--- RECORDS SHOWN Enclosed Below ---

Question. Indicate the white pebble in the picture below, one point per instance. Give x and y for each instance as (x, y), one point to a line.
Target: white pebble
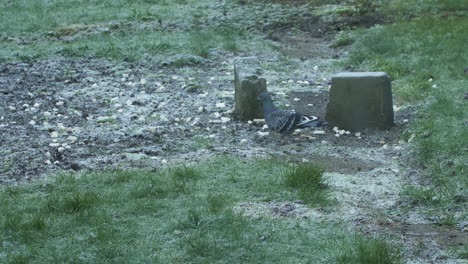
(259, 121)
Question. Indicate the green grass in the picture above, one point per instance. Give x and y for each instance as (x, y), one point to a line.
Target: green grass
(309, 181)
(176, 215)
(424, 58)
(173, 32)
(370, 251)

--- End of Enclosed RECORDS SHOWN ---

All of the entries above are to be written out exactly, with no pictures.

* **RESULT OF THIS TASK**:
Question. Indicate the white pebble in the picture below, one point per instance. Give x and y for each instance as (x, y), one point to a line.
Target: white pebble
(259, 121)
Question. Indicate the green grass in the picture above, one point per instance. Give x and y for each instance as (x, y), one point to a line.
Target: green grass
(309, 181)
(176, 215)
(424, 58)
(173, 32)
(370, 251)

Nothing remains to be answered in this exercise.